==== PASSAGE FOR REVIEW

Singer, songwriter and performer Natalie Cole has proven to be one of the most beloved performers of all time with nine GRAMMY awards. She rocketed to stardom in 1975 with her debut album, “Inseparable,” earning her a No. 1 single, “This Will Be (An Everlasting Love),” and two GRAMMY awards for Best New Artist, as well as Best Female R&B Vocal Performance. More hit singles followed, and, in 1987, she released “Dangerous,” which sold over two million copies in the U.S. and garnered her three hit singles.
In 1991, Natalie Cole took a bold leap that would change her life and career forever. Already a highly successful R&B artist, she recorded “Unforgettable… With Love,” an album of standards from the American Songbook that included a virtual duet with her late father – Nat King Cole – on the title track. The album spent five weeks at No. 1 on the pop charts, earned six GRAMMY awards and sold more than 14 million copies worldwide.

========

• _TASK BRIEF_
Name every album title given in the passage about Natalie Cole.

==== DATA EXCERPTS

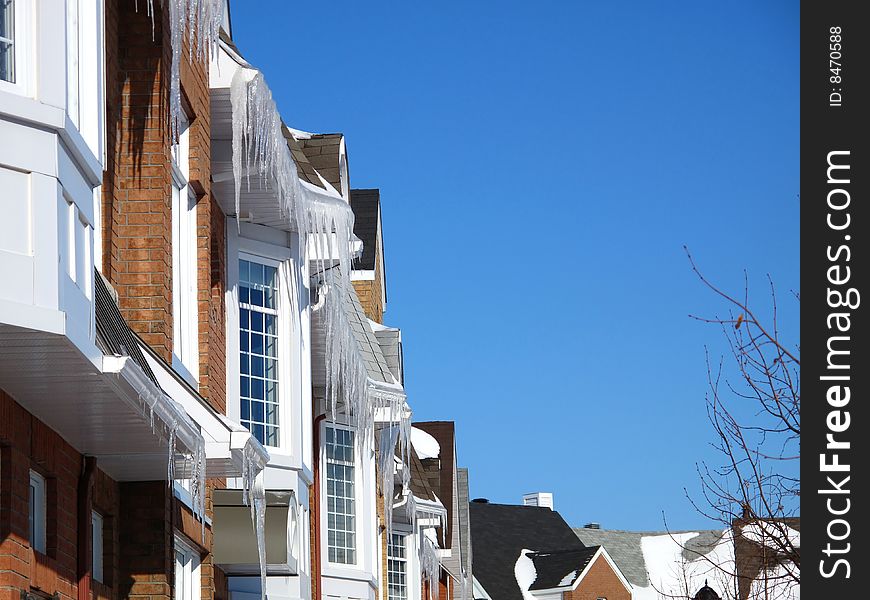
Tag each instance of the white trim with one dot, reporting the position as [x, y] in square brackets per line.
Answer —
[187, 577]
[23, 42]
[185, 261]
[37, 511]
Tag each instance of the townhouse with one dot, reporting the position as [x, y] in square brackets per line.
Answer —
[198, 395]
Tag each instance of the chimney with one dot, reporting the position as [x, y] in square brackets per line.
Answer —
[542, 499]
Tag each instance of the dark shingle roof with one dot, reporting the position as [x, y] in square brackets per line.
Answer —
[304, 168]
[499, 534]
[625, 548]
[114, 336]
[323, 152]
[366, 205]
[557, 569]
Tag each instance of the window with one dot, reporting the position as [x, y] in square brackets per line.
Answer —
[7, 41]
[397, 567]
[187, 583]
[97, 547]
[185, 313]
[258, 350]
[37, 511]
[340, 495]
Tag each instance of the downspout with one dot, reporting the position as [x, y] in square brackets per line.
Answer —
[83, 528]
[315, 573]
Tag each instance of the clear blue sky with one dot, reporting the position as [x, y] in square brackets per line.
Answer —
[541, 166]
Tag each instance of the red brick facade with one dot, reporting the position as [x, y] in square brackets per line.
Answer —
[27, 444]
[599, 582]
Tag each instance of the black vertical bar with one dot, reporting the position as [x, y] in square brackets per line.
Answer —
[835, 221]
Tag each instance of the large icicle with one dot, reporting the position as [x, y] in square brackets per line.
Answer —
[254, 494]
[430, 565]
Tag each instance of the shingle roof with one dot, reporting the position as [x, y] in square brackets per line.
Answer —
[419, 483]
[389, 339]
[114, 336]
[499, 534]
[366, 205]
[370, 349]
[304, 168]
[561, 568]
[625, 549]
[323, 152]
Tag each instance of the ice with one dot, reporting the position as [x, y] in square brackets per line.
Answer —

========

• _WRITTEN RESPONSE_
"Inseparable," "Dangerous," and "Unforgettable… With Love."